- **Instruksi Tugas A**
Bisakah Anda menulis ulang secara lebih ringkas paragraf yang diawali “Belakangan ini, gerakan hyper-grace” dalam teks sumber di bawah, dengan tetap memuat fakta utamanya?

- **Teks Sumber**

------

Kehidupan manusia adalah kehidupan yang tidak mungkin terlepas dari anugerah Tuhan, inilah pandangan
kekristenan. Bahkan, jika seluruh kehidupan dirangkum dalam satu kata, tidak sedikit orang Kristen yang akan memilih kata “anugerah”. Anugerah menjadi perbincangan yang tidak habis-habis dikaitkan dengan hidup baik dalam khotbah maupun kehidupan sehari-hari. Mulai dari bangun tidur, bekerja, studi, melayani, berelasi, hingga tidur kembali sering kita katakan, “Semuanya hanya oleh anugerah.” Kita juga mendengar begitu banyak lagu yang diciptakan untuk menyatakan anugerah Tuhan. Anugerah begitu krusial dalam kehidupan orang Kristen. Begitu banyak bahasan tentang anugerah baik di dalam Alkitab maupun di sepanjang sejarah tradisi kekristenan. Kata “anugerah” ini begitu dekat di hati kita. Bahkan untuk mengatakan sola gratia atau grace alone tidak memicu sebanyak kontroversi seperti sola fide atau faith alone di kalangan Kristen.
Namun, ketika kita membicarakan anugerah, kita sering berpikir dan mengasumsikan pengertian anugerah tanpa mengetahui definisi tepat dan akurat seperti yang Alkitab nyatakan. Hanya karena kata “anugerah” sering terucap, kita cenderung merasa “sudah tahu” dan tidak lagi merenungkan dengan pasti apa yang sebenarnya kita imani di baliknya. Sebenarnya pemikiran apa sih yang bergaung di kepala kita ketika kata “anugerah” didengungkan di telinga kita?
Belakangan ini, gerakan hyper-grace begitu booming diterima di kalangan orang percaya. Diajarkan, bahwa jika orang sudah dilahirbarukan, maka Tuhan telah mengampuni seluruh dosanya sehingga orang tersebut diizinkan untuk berdosa sepuasnya. Betapa rusaknya pengajaran ini! Anugerah diangkat sedemikian tingginya, sampai-sampai dosa pun tidak dapat melampauinya. Anugerah mampu menutupi setiap dosa yang dilakukan manusia; serusak apa pun, anugerah Tuhan tidak bisa “digagalkan” oleh keberdosaan dan perbuatan dosa manusia. Pikiran seperti ini sesungguhnya sedang melecehkan anugerah Tuhan. Tetapi, sering kali kita justru terjebak di swing sebaliknya. Kita menganggap bahwa anugerah hanyalah sebuah sentimen pengampunan Tuhan bagi umat-Nya, sama seperti seorang ayah kepada anaknya yang nakal. Anugerah terlihat seperti Tuhan sedang menutup mata terhadap pemberontakan manusia dan menerimanya apa adanya.
Sejak para rasul hingga Agustinus, dari awal Abad Pertengahan hingga Aquinas, dari tokoh pra-Reformator hingga Reformasi, bahkan hingga zaman sekarang, para pemikir besar telah meluangkan banyak waktu dalam pergumulan mereka untuk memahami anugerah. Oleh sebab itu, adalah hal yang bijak untuk kembali merenungkan dan menggali apa yang Alkitab dan para orang kudus telah katakan mengenai anugerah. Dengan demikian, kita dapat mengerti anugerah dari perspektif firman Tuhan dan pengertiannya yang Tuhan bukakan sepanjang sejarah.

------

- **Data yang Diberikan**
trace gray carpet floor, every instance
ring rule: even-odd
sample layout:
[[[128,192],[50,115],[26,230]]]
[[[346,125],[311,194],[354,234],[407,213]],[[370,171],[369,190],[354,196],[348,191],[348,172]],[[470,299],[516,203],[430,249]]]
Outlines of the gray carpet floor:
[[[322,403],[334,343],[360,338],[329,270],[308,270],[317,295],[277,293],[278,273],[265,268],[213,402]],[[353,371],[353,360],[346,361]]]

------

- **Instruksi Tugas B**
Bisakah Anda menyatakan setiap baris dalam daftar di atas sebagai larik JSON berisi string, satu string untuk tiap baris, tanpa menyertakan baris kosong?

- **Jawaban Tertulis A**
Gerakan hyper-grace belakangan ini banyak diterima orang percaya. Gerakan ini mengajarkan bahwa orang yang sudah dilahirbarukan telah diampuni seluruh dosanya. Karena itu, orang tersebut dianggap boleh berdosa sepuasnya. Anugerah diangkat begitu tinggi sehingga dianggap menutupi setiap dosa dan tidak bisa digagalkan oleh keberdosaan manusia. Pengajaran ini disebut rusak dan sebenarnya melecehkan anugerah Tuhan. Namun, kita juga sering terjebak di sisi sebaliknya. Anugerah dianggap hanya sentimen pengampunan, seperti seorang ayah kepada anaknya yang nakal, seolah Tuhan menutup mata terhadap pemberontakan manusia dan menerimanya apa adanya.

- **Jawaban Tertulis B**
[
  "trace gray carpet floor, every instance",
  "ring rule: even-odd",
  "sample layout:",
  "[[[128,192],[50,115],[26,230]]]",
  "[[[346,125],[311,194],[354,234],[407,213]],[[370,171],[369,190],[354,196],[348,191],[348,172]],[[470,299],[516,203],[430,249]]]",
  "Outlines of the gray carpet floor:",
  "[[[322,403],[334,343],[360,338],[329,270],[308,270],[317,295],[277,293],[278,273],[265,268],[213,402]],[[353,371],[353,360],[346,361]]]"
]